Source data:
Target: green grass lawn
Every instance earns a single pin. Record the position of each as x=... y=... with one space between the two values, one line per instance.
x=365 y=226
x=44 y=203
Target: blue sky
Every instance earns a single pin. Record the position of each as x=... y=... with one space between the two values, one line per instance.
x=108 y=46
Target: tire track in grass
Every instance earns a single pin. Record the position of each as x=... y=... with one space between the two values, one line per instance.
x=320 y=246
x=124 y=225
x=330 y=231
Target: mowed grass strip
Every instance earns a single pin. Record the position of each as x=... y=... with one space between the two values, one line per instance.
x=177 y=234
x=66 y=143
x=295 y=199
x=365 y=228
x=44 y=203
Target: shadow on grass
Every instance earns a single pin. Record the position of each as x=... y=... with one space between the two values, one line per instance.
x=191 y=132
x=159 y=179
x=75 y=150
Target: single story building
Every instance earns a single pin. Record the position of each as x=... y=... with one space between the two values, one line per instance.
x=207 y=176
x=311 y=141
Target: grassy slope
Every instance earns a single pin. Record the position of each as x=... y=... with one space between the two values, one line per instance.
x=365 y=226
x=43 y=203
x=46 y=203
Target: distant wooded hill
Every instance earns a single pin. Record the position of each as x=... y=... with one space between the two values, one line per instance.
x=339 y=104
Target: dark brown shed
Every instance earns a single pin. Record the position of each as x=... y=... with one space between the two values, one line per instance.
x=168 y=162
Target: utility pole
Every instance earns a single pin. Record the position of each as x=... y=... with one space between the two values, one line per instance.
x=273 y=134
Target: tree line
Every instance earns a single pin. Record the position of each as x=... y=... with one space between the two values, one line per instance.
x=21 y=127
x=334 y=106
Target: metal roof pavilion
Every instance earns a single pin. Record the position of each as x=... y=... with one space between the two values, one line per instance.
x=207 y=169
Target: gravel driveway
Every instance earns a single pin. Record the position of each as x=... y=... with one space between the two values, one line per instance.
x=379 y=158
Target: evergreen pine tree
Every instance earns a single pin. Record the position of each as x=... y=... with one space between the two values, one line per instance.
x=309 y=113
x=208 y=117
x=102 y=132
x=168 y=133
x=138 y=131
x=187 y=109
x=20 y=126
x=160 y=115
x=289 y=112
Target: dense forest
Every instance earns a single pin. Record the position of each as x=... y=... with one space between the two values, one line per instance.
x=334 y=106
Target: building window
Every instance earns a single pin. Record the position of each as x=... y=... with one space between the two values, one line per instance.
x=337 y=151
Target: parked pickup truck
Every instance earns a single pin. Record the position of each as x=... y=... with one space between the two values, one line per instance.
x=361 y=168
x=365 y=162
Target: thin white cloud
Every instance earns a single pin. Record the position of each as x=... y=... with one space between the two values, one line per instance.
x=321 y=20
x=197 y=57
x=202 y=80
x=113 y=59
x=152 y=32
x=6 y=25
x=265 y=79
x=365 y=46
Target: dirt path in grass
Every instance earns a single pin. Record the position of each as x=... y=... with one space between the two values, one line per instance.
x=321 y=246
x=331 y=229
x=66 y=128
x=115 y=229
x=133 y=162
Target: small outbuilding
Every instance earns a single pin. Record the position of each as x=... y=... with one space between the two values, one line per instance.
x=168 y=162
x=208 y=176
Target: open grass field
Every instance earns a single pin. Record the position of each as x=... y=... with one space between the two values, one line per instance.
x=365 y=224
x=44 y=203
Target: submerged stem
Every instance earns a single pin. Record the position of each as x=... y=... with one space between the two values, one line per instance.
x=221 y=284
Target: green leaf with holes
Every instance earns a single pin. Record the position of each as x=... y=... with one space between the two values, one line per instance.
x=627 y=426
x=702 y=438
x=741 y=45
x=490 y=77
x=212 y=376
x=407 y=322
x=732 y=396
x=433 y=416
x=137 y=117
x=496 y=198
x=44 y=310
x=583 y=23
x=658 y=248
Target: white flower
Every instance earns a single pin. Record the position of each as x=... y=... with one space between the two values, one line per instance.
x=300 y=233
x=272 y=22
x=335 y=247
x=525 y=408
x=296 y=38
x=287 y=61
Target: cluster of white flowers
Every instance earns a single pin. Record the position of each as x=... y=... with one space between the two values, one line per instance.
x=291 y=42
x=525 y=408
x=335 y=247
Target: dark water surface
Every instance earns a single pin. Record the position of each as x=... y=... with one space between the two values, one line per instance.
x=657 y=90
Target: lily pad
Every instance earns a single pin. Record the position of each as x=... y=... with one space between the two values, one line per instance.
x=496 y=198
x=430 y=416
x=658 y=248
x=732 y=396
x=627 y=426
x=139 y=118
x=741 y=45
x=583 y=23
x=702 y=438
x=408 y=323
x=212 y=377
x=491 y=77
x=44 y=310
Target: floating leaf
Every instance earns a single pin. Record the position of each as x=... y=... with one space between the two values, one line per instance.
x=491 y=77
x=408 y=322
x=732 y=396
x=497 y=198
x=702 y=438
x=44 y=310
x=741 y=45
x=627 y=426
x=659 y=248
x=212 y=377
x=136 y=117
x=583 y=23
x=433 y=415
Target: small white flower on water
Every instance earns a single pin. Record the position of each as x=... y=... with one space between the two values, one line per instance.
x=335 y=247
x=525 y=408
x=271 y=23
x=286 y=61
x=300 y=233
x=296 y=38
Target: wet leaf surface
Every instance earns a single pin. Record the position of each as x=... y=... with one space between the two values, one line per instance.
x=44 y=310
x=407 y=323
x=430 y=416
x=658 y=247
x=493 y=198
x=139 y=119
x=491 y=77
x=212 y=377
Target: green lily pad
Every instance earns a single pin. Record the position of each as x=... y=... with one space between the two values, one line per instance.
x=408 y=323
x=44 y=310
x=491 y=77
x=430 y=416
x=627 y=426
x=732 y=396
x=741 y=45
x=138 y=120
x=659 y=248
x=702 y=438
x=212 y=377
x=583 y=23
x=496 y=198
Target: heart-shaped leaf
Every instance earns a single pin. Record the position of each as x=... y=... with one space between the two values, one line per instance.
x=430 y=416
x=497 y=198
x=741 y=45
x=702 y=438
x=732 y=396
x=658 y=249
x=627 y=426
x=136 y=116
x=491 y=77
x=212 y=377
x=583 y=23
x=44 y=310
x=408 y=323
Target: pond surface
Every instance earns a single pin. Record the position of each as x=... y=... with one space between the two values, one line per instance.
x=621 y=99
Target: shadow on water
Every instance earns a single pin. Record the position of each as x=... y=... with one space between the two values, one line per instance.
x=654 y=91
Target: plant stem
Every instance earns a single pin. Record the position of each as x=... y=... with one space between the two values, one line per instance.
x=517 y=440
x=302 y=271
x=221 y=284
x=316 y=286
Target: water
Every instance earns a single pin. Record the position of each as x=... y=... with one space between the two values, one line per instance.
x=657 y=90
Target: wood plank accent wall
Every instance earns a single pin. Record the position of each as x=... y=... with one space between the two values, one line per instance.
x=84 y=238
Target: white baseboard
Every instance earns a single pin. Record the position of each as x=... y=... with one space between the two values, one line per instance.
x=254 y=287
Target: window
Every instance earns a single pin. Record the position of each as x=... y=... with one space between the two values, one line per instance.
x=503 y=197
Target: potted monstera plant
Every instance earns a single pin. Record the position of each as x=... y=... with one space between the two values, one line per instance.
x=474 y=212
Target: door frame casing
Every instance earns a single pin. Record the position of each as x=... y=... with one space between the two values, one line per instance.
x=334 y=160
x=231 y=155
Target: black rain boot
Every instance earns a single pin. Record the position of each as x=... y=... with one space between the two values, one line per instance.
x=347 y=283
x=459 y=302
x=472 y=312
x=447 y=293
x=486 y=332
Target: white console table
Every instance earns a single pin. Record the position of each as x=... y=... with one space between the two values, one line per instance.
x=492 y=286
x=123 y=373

==

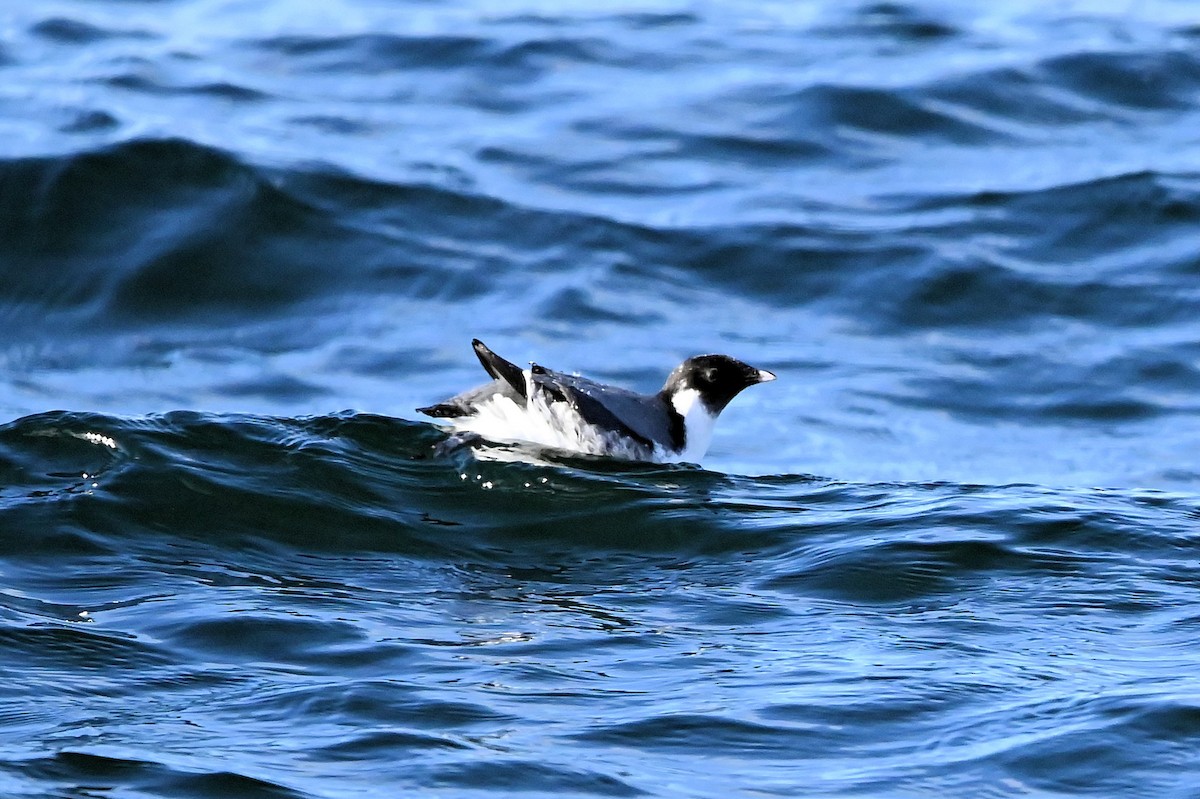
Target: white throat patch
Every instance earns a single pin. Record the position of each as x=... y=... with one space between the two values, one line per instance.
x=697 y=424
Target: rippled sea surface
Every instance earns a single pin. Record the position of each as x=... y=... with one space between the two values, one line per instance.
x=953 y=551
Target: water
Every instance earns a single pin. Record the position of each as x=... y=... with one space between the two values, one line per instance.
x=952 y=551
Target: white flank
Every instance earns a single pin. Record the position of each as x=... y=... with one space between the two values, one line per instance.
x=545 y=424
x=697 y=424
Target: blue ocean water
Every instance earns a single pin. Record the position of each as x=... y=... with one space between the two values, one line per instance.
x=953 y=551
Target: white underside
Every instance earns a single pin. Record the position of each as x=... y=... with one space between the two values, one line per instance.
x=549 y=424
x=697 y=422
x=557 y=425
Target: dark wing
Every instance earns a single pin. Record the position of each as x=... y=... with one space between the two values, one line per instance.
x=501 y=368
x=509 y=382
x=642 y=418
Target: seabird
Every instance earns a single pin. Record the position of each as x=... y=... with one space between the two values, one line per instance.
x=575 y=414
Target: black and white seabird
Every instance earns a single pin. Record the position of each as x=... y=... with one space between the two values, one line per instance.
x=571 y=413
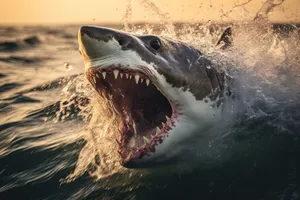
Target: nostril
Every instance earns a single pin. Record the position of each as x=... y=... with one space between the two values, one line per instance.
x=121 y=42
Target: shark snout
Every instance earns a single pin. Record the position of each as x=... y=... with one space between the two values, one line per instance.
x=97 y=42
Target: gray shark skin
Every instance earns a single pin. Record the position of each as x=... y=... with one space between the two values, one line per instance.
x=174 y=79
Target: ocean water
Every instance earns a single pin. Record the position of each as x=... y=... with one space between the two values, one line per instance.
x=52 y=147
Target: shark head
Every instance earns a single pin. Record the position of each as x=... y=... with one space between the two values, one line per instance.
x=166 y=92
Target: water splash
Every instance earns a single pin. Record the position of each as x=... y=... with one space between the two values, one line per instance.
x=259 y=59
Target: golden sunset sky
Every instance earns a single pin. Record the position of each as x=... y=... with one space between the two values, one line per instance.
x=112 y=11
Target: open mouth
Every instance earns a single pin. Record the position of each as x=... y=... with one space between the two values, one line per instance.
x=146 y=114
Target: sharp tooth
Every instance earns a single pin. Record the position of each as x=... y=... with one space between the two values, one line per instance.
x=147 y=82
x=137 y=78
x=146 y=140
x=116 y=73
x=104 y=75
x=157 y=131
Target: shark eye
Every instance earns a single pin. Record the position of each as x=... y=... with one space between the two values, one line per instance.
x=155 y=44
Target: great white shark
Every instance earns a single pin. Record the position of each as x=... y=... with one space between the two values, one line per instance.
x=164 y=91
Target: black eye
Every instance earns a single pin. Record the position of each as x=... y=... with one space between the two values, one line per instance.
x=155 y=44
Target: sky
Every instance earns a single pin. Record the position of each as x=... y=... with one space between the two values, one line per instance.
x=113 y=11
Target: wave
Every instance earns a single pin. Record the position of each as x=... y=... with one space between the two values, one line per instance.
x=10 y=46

---

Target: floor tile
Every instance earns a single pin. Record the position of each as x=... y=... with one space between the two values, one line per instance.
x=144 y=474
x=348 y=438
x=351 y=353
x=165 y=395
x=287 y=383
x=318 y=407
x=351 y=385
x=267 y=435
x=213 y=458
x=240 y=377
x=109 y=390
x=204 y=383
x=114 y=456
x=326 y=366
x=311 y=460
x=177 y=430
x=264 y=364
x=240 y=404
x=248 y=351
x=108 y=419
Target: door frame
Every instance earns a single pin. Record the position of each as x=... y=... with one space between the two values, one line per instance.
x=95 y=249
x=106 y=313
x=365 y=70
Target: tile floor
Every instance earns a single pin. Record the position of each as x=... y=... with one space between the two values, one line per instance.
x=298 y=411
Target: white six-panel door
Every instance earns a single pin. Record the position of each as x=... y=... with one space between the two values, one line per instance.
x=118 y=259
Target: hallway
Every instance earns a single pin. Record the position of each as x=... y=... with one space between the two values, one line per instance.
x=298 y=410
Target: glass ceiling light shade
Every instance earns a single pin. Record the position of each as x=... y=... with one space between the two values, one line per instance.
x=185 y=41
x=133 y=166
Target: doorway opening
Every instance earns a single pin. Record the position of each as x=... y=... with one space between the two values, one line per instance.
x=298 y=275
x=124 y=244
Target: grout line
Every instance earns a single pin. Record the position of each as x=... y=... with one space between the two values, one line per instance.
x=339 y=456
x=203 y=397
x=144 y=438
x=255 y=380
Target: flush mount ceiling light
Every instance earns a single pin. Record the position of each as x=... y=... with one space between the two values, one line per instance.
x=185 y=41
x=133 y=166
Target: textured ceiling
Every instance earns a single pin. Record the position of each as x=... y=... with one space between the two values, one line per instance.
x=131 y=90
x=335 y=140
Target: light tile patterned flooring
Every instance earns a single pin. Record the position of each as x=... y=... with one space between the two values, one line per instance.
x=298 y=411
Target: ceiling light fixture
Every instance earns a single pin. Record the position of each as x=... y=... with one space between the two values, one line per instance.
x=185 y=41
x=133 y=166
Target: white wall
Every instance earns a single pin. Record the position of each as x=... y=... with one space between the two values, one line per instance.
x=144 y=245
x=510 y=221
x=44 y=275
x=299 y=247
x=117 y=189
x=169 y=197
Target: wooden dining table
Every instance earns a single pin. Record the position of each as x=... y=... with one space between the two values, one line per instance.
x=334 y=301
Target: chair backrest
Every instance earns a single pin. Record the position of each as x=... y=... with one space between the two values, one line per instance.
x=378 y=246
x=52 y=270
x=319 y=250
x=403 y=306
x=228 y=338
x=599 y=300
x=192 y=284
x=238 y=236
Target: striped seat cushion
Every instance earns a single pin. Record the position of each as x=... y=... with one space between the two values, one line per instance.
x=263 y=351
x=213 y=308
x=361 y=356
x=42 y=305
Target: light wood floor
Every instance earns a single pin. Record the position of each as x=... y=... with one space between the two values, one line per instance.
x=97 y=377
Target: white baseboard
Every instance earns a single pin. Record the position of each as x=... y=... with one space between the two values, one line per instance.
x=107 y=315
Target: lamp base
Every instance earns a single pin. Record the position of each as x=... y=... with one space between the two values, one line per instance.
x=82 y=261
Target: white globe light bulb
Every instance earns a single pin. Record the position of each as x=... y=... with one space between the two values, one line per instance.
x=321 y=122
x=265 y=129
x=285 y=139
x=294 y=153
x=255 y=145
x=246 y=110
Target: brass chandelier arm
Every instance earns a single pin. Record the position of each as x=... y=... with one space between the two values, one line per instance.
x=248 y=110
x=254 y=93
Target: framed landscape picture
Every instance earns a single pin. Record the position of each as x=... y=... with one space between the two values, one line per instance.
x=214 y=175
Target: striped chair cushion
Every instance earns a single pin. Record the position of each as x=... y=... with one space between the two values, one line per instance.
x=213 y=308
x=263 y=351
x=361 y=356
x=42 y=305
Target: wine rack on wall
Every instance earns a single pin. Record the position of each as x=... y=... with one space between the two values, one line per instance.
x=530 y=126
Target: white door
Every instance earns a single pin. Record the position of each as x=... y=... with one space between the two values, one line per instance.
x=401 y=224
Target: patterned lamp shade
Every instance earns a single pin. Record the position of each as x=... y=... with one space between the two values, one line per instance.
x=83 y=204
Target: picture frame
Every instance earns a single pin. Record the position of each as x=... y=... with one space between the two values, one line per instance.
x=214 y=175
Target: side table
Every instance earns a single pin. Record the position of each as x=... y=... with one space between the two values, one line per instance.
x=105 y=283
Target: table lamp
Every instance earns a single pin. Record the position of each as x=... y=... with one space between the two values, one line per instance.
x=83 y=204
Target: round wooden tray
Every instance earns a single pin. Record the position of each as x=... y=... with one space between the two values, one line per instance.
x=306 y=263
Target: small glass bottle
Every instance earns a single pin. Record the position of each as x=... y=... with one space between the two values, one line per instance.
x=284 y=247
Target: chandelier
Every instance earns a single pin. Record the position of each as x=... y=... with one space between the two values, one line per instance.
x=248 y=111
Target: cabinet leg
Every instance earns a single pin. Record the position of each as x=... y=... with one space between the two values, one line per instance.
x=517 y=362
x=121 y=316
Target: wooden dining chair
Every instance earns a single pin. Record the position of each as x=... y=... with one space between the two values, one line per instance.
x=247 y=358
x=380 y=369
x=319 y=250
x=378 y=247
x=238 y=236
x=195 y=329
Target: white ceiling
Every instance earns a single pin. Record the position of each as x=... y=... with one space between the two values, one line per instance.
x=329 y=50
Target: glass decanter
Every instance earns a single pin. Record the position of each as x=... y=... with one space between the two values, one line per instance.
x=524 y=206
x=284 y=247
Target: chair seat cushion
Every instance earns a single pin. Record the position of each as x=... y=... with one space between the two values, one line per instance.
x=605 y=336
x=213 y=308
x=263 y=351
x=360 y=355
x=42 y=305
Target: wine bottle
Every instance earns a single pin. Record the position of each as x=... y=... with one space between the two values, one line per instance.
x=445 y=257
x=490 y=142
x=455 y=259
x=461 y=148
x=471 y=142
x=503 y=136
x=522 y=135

Aim of the task: Report every line of the records above that contains the word "striped", copying each such line in full, and treat case as significant.

Reply to the task:
Target: striped seat cushion
Target: striped chair cushion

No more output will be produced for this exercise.